We studied the relation between 25-hydroxyvitamin D levels and its degree of deficiency in children of different ages in the TD group. The 25-hydroxyvitamin D levels of children of different ages varied, and the 25-hydroxyvitamin D levels of children over 9 years old were significantly lower than those of children of all other age groups. Children aged 5–8 years primarily had insufficient levels, and those aged over 9 years primarily had significant deficiencies (Table 4). ROC analysis was performed on the levels of 25-hydroxyvitamin D in different age groups. The AUC of the ROC curve of 25-hydroxyvitamin D ranged from 0.610 to 0.642 (P < 0.05). Although the level of 25-hydroxyvitamin D within the same age group helped distinguish children with TD from healthy children, the diagnostic efficacy was still low (Figure 2).

Status of 25-Hydroxyvitamin D

Vitamin D is a fat-soluble vitamin that is naturally present in some foods and is mainly produced in the skin when it is exposed to sunlight (UVB radiation). Its synthesis is therefore greatly influenced by the season, latitude, air pollution, skin pigmentation, sunscreen use, and ageing, as well as by genetic factors, altered absorption, metabolism, and medication (12, 20). Serum 25-hydroxyvitamin D is the best indicator of vitamin D status. Approximately 40% of the world’s population is vitamin D deficient, with 25-hydroxyvitamin D levels <50 nmol/L, and 60% of the world population has insufficient vitamin D levels (50–79 nmol/L) (21). As per recommendations made by the European Society of Gastroenterology, Hepatology, and Nutrition, 25-hydroxyvitamin D levels <25 nmol/L are considered deficient, and levels >50 nmol/L are considered sufficient (22); substantially higher levels of >75 nmol/L were recommended as sufficient by the United States Endocrine Society. This threshold was based on a suggested plateau in parahormone status, as well as on an observed optimum for non-vertebral fracture prevention and intestinal calcium absorption (17, 23). In 2015 the Research Cooperation Group of Rickets Prevention and Treatment in China and the Professional Committee of Pediatric Nutrition of the Chinese Healthy Birth Science Association suggested that a serum vitamin D level reaching 50–250 nmol/L is appropriate for children in China (24). Research reports that achieving circulating concentrations of 25-hydroxyvitamin D in the range of 100–150 nmol/L appears to optimise vitamin D’s effect on improving immune function, thereby substantially reducing the risk for serious infections, particularly from severe acute respiratory syndrome coronavirus 2; the hypothesised mechanism involves modulation of the immune response, helping prevent a dangerous and often fatal cytokine storm (21). Despite the ubiquitous modern way of life that limits opportunities for sunlight exposure, we suggest that people increase their time spent outside; we emphasise this especially for children and teenagers, and we recommend strengthening support for food rich in 25-hydroxyvitamin D. Moreover, additional vitamin D supplements are often needed to ensure recommended 25-hydroxyvitamin D levels in the body. In 2011, the Endocrine Society’s guidelines committee suggested daily doses of 400–1000 IU in infants, 600–1000 in children, and 1500–2000 in teenagers to prevent nutritional rickets (17).

Source records
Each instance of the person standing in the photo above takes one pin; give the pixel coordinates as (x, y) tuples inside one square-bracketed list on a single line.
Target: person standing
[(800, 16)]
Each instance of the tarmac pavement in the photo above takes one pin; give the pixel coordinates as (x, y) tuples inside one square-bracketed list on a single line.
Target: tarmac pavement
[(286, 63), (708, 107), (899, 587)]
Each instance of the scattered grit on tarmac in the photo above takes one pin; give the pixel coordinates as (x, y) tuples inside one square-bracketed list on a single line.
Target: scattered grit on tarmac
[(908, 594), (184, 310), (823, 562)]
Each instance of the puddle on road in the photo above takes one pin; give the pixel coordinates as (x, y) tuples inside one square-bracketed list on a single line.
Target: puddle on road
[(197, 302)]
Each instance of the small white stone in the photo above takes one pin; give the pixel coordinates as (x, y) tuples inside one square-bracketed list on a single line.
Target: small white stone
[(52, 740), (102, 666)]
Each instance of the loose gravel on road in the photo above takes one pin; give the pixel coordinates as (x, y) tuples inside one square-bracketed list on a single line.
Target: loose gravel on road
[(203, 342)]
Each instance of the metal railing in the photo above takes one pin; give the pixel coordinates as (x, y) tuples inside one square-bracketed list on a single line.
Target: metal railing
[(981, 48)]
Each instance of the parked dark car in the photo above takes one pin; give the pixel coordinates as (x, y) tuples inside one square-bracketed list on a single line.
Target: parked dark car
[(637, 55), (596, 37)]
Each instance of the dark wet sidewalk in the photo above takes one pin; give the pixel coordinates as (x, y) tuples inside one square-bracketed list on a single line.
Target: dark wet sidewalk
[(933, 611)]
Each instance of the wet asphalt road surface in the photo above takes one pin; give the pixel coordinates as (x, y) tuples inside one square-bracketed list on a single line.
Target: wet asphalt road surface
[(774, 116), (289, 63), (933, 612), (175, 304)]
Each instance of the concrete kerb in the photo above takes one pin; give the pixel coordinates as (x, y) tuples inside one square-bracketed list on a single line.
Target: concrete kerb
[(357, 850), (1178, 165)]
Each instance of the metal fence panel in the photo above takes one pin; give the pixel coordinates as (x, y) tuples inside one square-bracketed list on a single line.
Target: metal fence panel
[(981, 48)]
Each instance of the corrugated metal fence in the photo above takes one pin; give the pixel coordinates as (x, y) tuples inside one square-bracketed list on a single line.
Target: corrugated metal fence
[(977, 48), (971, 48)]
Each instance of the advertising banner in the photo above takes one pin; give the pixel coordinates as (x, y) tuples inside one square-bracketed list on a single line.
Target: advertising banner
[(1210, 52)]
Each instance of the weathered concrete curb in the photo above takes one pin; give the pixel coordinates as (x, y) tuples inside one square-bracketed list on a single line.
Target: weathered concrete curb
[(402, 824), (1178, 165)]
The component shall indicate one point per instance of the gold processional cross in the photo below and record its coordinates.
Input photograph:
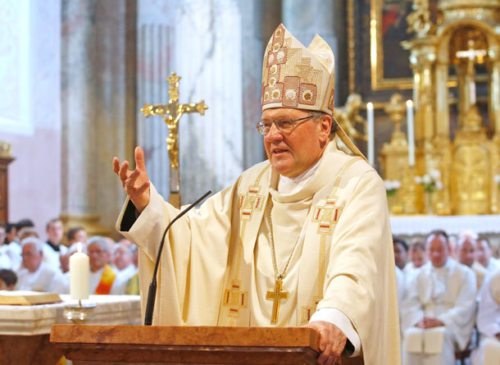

REQUIRED WORK |
**A.** From the passage on 25-hydroxyvitamin D, list every 25-hydroxyvitamin D concentration value or range given in nmol/L, with what each one denotes.
**B.** Turn the paragraph in the passage on 25-hydroxyvitamin D that begins "We studied the relation between 25-hydroxyvitamin D levels" into a bulleted list, keeping its main facts.

ANSWERS |
**A.**
- <50 nmol/L: vitamin D deficiency, which affects about 40% of the world's population
- 50–79 nmol/L: insufficient vitamin D levels, found in 60% of the world population
- <25 nmol/L: deficient, per the European Society of Gastroenterology, Hepatology, and Nutrition
- >50 nmol/L: sufficient, per the European Society of Gastroenterology, Hepatology, and Nutrition
- >75 nmol/L: sufficient, as recommended by the United States Endocrine Society
- 50–250 nmol/L: appropriate for children in China, as suggested in 2015 by the Research Cooperation Group of Rickets Prevention and Treatment in China and the Professional Committee of Pediatric Nutrition of the Chinese Healthy Birth Science Association
- 100–150 nmol/L: the circulating range that appears to optimize vitamin D's effect on immune function

**B.**
- The study examined 25-hydroxyvitamin D levels and degree of deficiency by age in the TD group.
- Levels varied with age. Children over 9 years old had significantly lower levels than every other age group (Table 4).
- Children aged 5–8 years mainly had insufficient levels. Those over 9 years mainly had significant deficiencies.
- ROC analysis by age group gave AUC values of 0.610 to 0.642 (P < 0.05).
- Within an age group, 25-hydroxyvitamin D levels helped distinguish children with TD from healthy children, but diagnostic efficacy was still low (Figure 2).